TASK PROMPT :: Recast the material below, from the line with "task | drop a marker on every instance of the flower" through the line with "column 295, row 16", as a JSON list of strings with one string per line and blank lines omitted. Leave the pictures out of the answer.

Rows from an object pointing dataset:
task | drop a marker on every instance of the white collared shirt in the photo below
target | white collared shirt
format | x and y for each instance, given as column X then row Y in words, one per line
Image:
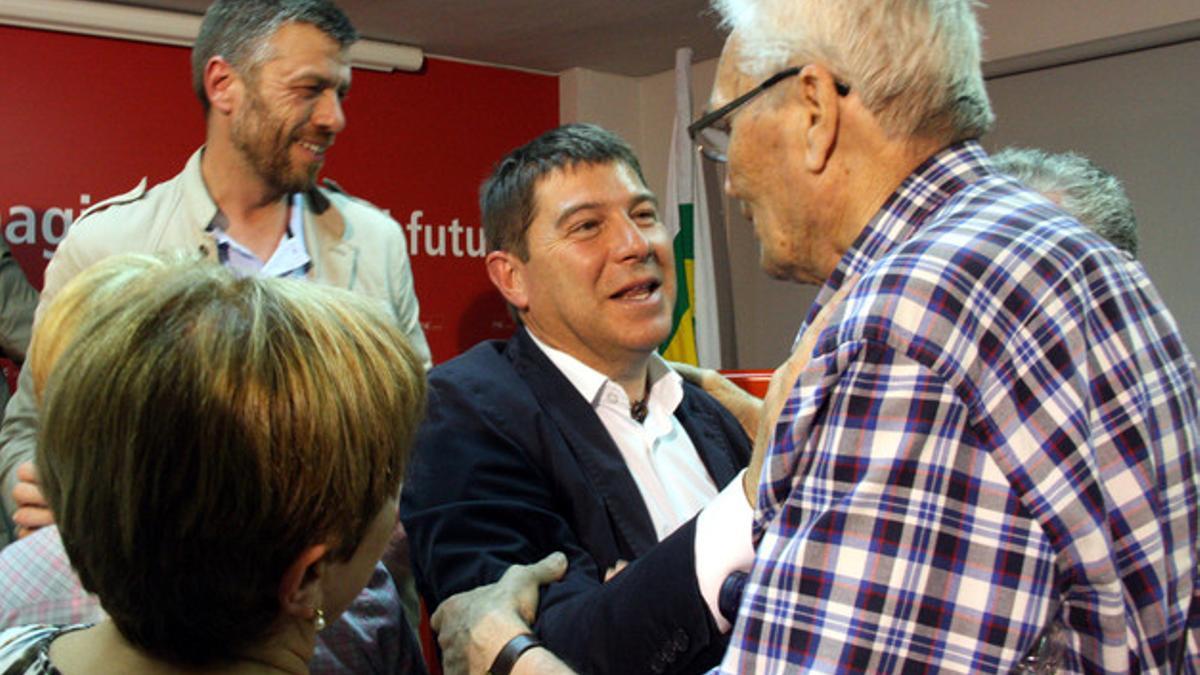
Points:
* * *
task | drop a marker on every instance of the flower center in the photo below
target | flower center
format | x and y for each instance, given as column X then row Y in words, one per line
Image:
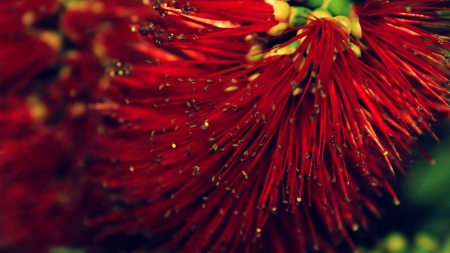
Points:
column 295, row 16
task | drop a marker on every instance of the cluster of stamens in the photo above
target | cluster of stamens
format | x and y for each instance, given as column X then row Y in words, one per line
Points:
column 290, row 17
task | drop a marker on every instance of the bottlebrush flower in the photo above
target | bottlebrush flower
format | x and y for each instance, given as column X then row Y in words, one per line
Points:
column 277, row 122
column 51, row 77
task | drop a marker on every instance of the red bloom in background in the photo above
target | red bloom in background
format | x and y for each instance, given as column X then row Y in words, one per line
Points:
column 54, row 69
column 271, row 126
--
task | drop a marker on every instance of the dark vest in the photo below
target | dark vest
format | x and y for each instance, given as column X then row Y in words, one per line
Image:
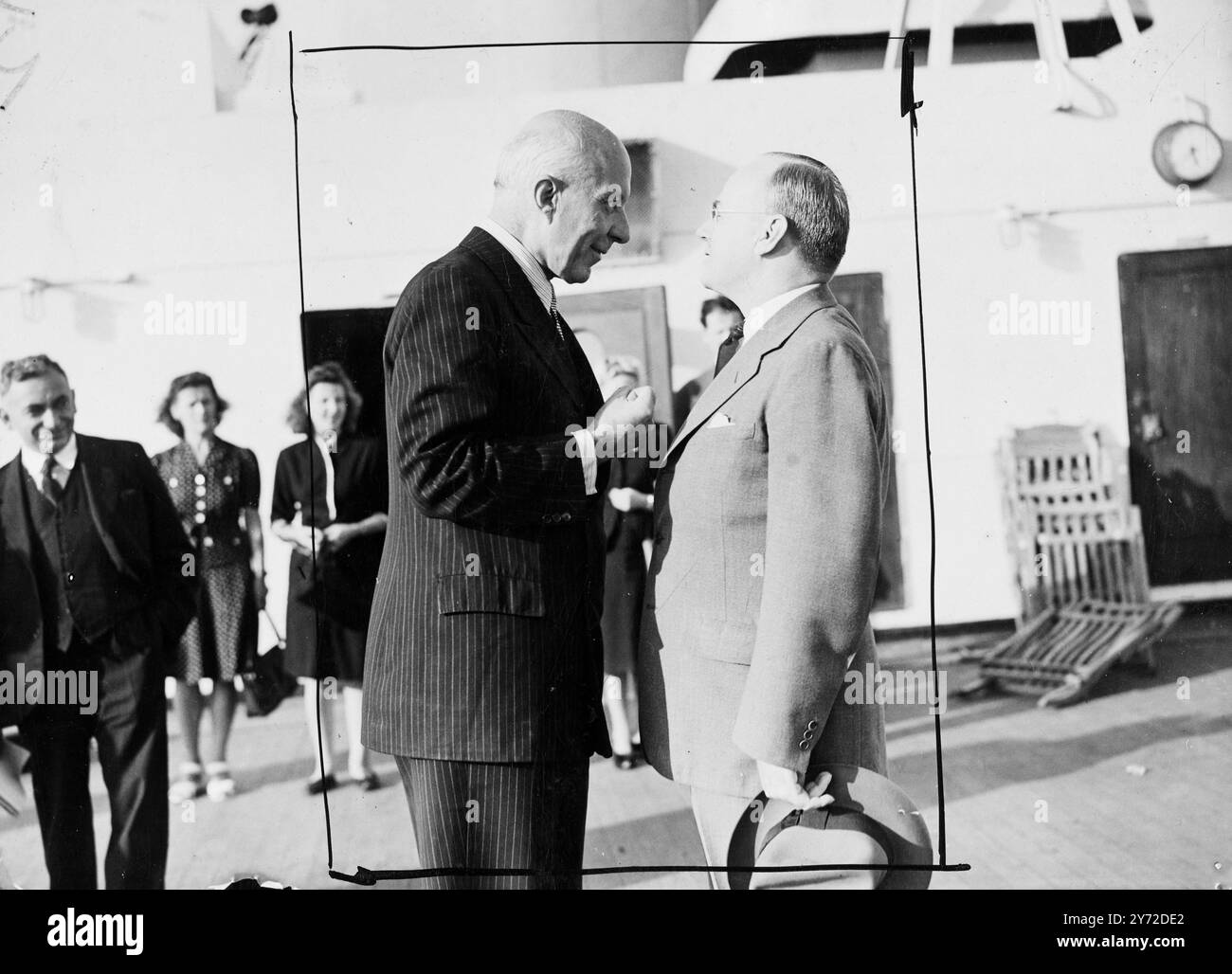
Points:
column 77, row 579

EXERCISE SOLUTION ::
[
  "task | drop a marker on every instance of the flower center in the photo below",
  "target | flower center",
  "format | x and y for each instance, given as column X then row Y in words, one per line",
  "Image:",
  "Points:",
  "column 295, row 16"
]